KUTIPAN PILIHAN –
══════════
Riset

Relasi Kebudayaan dan Kekuasaan

8 Mins read

Jika kebudayaan berakar dari sumbu fitrah manusia sebagai animal rational (الإنسان حيوان ناطق), maka ia mengandung ide (ruh) yang suci—yang darinya lahir konstruksi ilmu pengetahuan manusia. Jika kekuasaan berakar dari pola hubungan/relasi antar manusia, maka ia mengandung konsensus yang jadi dasar pembentukan suatu kekuasaan (politik). Kemudian kita coba bertanya dalam hati: apakah budaya melahirkan kekuasaan atau sebaliknya, kekuasaan melahirkan budaya?    

Kajian tentang pola hubungan antara budaya dan kekuasaan memang telah banyak dilakukan oleh Edward Said. Begitu juga Ibnu Khaldun dalam Muqaddimah-nya telah berkali-kali menyinggung masalah ini. Bahwa setiap kebudayaan yang dimiliki oleh suatu bangsa jika tanpa ditopang oleh kekuasaan politik yang kuat tidak akan bertahan lama.

Kita dapat melihat kenyataan bagaimana Daulah Abbasyiyah berhasil mengalahkan Daulah Umayah, mencapai puncak kejayaan, tetapi pada masa-masa akhir justru dipegang oleh pemimpin-pemimpin yang lemah sehingga akhirnya hilang ditelan sejarah. Kini Daulah Abbasiyyah hanya menyisakan legasi-legasi dan artefak-artefak yang uniknya oleh generasi umat Islam masa kini dianggap sebagai “memorabilia” pembangkit semangat jihad ketika kalah bersaing dengan bangsa lain.
══════════
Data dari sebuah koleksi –
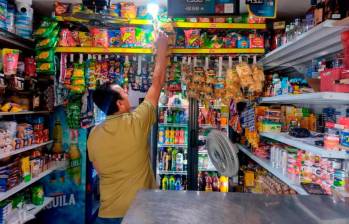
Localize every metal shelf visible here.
[158,144,188,148]
[0,141,53,159]
[0,111,50,116]
[259,92,349,105]
[56,47,153,54]
[173,22,266,30]
[27,197,54,217]
[171,48,265,54]
[158,170,187,175]
[159,123,188,128]
[237,144,309,195]
[0,28,34,51]
[0,168,56,201]
[260,132,349,159]
[259,20,349,69]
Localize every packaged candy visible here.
[36,62,55,74]
[237,36,249,48]
[199,17,211,23]
[137,6,151,19]
[55,1,71,16]
[184,29,201,48]
[59,29,76,47]
[108,30,122,47]
[249,34,264,48]
[79,31,92,47]
[120,2,137,19]
[110,3,121,17]
[2,48,20,75]
[33,19,58,38]
[120,27,136,47]
[24,57,36,77]
[90,27,109,47]
[35,49,55,62]
[36,37,58,50]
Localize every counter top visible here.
[123,190,349,224]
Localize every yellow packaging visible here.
[21,156,31,182]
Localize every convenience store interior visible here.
[0,0,349,224]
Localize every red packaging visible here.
[24,57,36,77]
[320,68,349,93]
[250,34,264,48]
[90,27,109,47]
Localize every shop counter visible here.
[123,190,349,224]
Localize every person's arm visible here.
[145,32,168,108]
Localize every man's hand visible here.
[145,32,168,107]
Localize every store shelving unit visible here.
[0,141,53,159]
[259,132,349,159]
[0,28,34,51]
[158,170,187,175]
[237,144,308,195]
[0,168,55,201]
[56,47,153,54]
[0,111,50,116]
[172,22,267,30]
[158,144,188,148]
[158,123,188,128]
[28,197,54,217]
[259,20,349,69]
[56,47,264,54]
[260,92,349,105]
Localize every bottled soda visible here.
[212,173,219,191]
[175,177,182,191]
[161,175,169,190]
[169,175,176,190]
[171,148,177,171]
[176,152,183,171]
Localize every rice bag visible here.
[2,48,20,75]
[108,30,121,47]
[120,27,136,47]
[184,29,202,48]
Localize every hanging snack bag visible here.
[2,48,20,75]
[120,27,136,47]
[78,31,92,47]
[36,62,55,74]
[184,29,202,48]
[237,35,249,48]
[120,2,137,19]
[35,49,55,62]
[33,19,58,38]
[108,30,121,47]
[59,29,76,47]
[236,62,254,88]
[36,37,58,50]
[90,27,109,48]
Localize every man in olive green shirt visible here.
[87,33,168,223]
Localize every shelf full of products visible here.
[259,20,349,69]
[237,144,308,195]
[259,92,349,105]
[259,132,349,159]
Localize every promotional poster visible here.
[38,107,87,224]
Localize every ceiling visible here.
[33,0,310,18]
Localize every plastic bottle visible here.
[169,175,176,190]
[161,175,169,190]
[171,148,177,171]
[205,173,212,192]
[165,128,170,144]
[212,173,219,191]
[219,176,229,192]
[175,177,182,191]
[176,152,183,171]
[159,127,165,145]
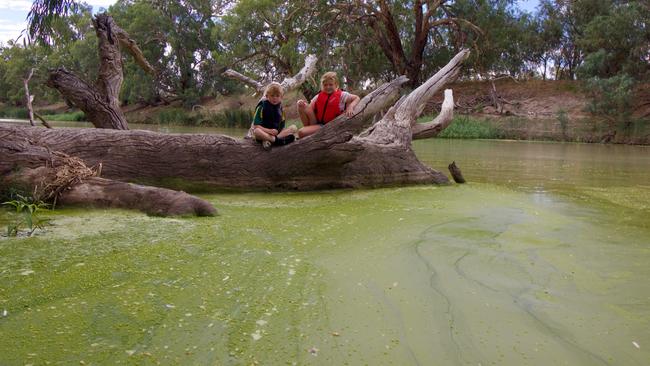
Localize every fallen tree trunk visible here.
[46,13,154,130]
[0,146,216,216]
[0,51,469,190]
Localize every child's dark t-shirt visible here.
[253,99,284,132]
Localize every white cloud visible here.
[86,0,117,8]
[0,0,32,10]
[0,0,117,11]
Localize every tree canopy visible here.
[0,0,650,106]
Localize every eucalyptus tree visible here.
[214,0,342,98]
[337,0,481,87]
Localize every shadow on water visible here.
[0,122,650,365]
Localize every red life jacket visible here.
[314,89,343,124]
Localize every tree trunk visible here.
[23,68,35,126]
[0,50,469,190]
[0,144,216,216]
[46,13,154,130]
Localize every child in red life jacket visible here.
[253,83,297,150]
[298,71,359,138]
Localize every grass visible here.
[0,105,87,122]
[422,116,500,139]
[156,108,253,128]
[0,105,29,119]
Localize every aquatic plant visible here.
[2,194,49,236]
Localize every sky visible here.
[0,0,116,44]
[0,0,539,44]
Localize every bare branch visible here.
[411,89,454,140]
[281,55,318,93]
[395,49,469,124]
[222,69,264,93]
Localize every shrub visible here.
[438,116,499,139]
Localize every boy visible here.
[253,82,296,150]
[298,71,360,138]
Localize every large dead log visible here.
[0,144,216,216]
[46,13,154,130]
[0,51,469,190]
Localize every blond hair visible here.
[264,82,284,97]
[320,71,339,88]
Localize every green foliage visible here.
[556,108,569,140]
[585,74,635,124]
[2,193,49,236]
[157,108,253,128]
[438,116,499,139]
[578,2,650,79]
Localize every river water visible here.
[0,120,650,365]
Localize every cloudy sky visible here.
[0,0,116,44]
[0,0,538,44]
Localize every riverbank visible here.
[0,79,650,145]
[0,138,650,366]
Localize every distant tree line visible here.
[0,0,650,113]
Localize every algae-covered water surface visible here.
[0,136,650,365]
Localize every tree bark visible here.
[0,50,469,190]
[46,13,154,130]
[0,144,216,216]
[23,68,35,126]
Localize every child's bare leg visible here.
[298,102,316,126]
[253,128,275,142]
[298,125,322,138]
[278,125,298,137]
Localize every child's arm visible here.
[255,125,278,136]
[344,94,361,117]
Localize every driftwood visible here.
[46,13,154,130]
[449,161,466,184]
[0,50,469,194]
[0,144,216,216]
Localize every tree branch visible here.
[281,55,318,93]
[222,69,264,93]
[411,89,454,140]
══════════
Teruskan tulisan tentang relasi kebudayaan dan kekuasaan, mulai setelah kalimat terakhir yang ditampilkan.

JAWABAN LATIHAN –
***

Daulah Umayyah (‘Amawiyyah) tumbang pada detik-detik terakhir (750 M.) ketika terjadi kekacauan yang amat parah dalam sistem pemerintahan ini. Dinasti Umayyah menerapkan sistem nepotisme. Orang-orang dari keturunan Arab murni (Arab Baduwi), khususnya dari klan Umayyah, mendapat kedudukan mulia dan terhormat sementara yang lain terabaikan.

Kebijakan berat sebelah ini, bagi rezim Umayah, justru menjadi bumerang. Akibatnya, konflik-konflik internal yang bermuara pada “fanatisme kesukuan” (syu’ubiyat) semakin meruncing. Suhu politik makin memanas hingga pada akhirnya menciptakan perpecahan. Dari konflik internal inilah kemudian melahirkan faksi-faksi yang tidak puas dengan kepemimpinan Dinasti Umayyah. Terutama dari klan Abbas dan Hasyim (klan Nabi saw) yang tidak pernah mendapat kesempatan untuk menduduki jabatan penting di struktur pemerintahan. 

Termasuk persoalan pokok yang amat menentukan bagi jatuhnya pemerintahan Dinasti Umayyah ialah konflik yang terjadi antara faksi-faksi keagamaan. Pasca peristiwa “Fitnah Besar” (Al-Fitnah Al-Kubra) pada masa Khalifah Usman bin Affan (644-655 M.), konflik antara kelompok Murji’ah dan Khawarij, di satu sisi, kemudian antara Murji’ah dan Syi’ah di sisi lain, tidak pernah terselesaikan secara bijaksana. Faksi keagamaan yang paling getol mendukung gerakan klan Abbas dan Hasyim—yang kemudian membentuk Dinasti Abbasiyyah—adalah kelompok Syi’ah.

Dinasti Abbasiyyah berdiri pada 750 M., terhitung mulai ketika Abu Al-‘Abbas As-Suffah (750-754 M.) merebut kekuasaan dari Bani Umayyah lewat Gerakan Abbasiy yang mendapat dukungan beberapa klan Arab dan non Arab serta faksi-faksi keagamaan.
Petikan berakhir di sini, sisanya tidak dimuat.